▸ **Your instructions**
Gather every line in the items below that contains the word "white", and copy each one out in full.

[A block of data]
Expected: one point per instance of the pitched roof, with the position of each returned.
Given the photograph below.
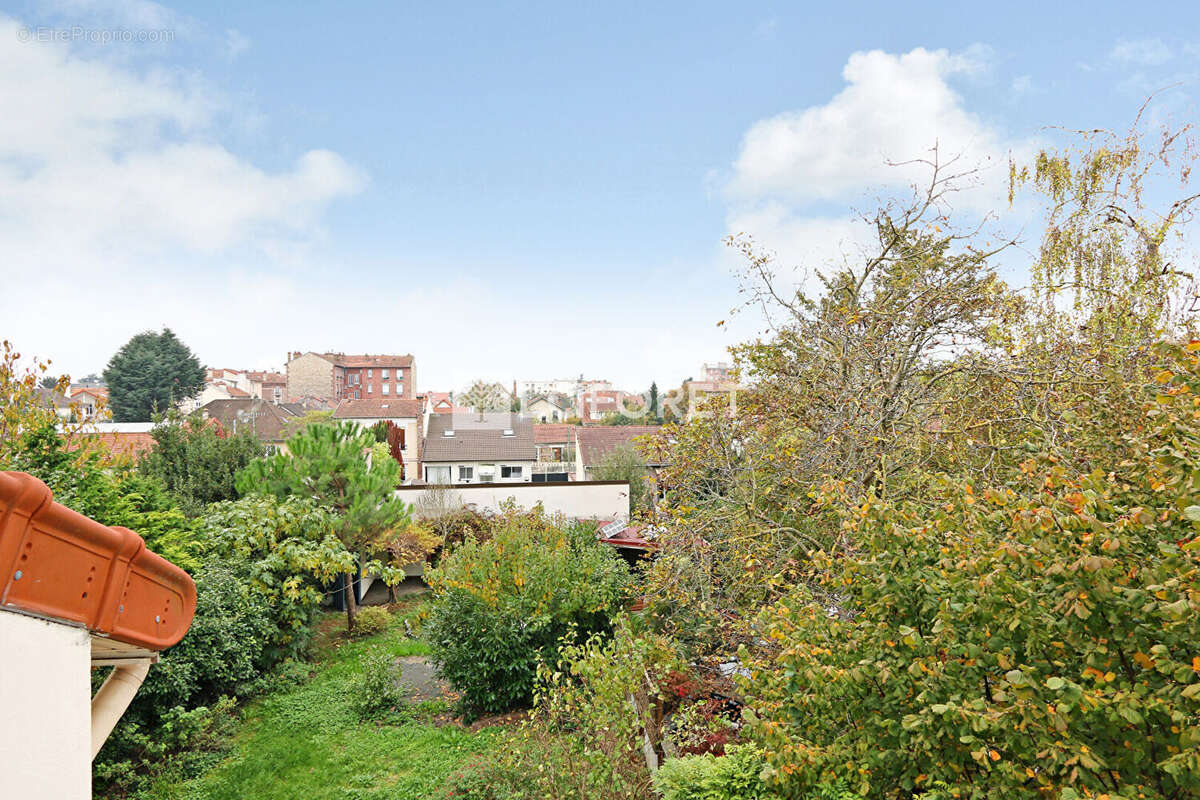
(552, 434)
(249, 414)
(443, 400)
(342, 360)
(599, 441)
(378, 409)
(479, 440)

...

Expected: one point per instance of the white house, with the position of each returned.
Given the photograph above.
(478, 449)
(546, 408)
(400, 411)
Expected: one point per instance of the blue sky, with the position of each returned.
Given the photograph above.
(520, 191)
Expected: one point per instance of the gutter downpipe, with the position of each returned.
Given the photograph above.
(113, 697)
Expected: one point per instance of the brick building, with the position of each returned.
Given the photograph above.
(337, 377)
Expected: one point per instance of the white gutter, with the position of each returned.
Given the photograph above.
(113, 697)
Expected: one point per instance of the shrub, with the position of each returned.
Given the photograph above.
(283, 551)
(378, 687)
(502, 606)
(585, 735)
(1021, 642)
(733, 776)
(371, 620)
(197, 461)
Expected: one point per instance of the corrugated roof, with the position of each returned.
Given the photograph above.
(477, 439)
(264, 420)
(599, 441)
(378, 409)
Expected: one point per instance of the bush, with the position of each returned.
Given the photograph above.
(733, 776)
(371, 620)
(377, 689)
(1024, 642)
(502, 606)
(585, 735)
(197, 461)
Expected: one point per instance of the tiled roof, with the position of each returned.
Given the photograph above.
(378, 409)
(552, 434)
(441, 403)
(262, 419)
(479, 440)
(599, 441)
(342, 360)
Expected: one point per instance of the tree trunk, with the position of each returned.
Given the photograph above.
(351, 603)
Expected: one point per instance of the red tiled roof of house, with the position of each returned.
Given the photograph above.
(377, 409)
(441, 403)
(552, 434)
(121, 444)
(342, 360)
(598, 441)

▸ **Finished exercise**
Expected: one point per instance of the white house, with the position of each returned.
Expected: one point per instance of the white gutter, with the position of each returned.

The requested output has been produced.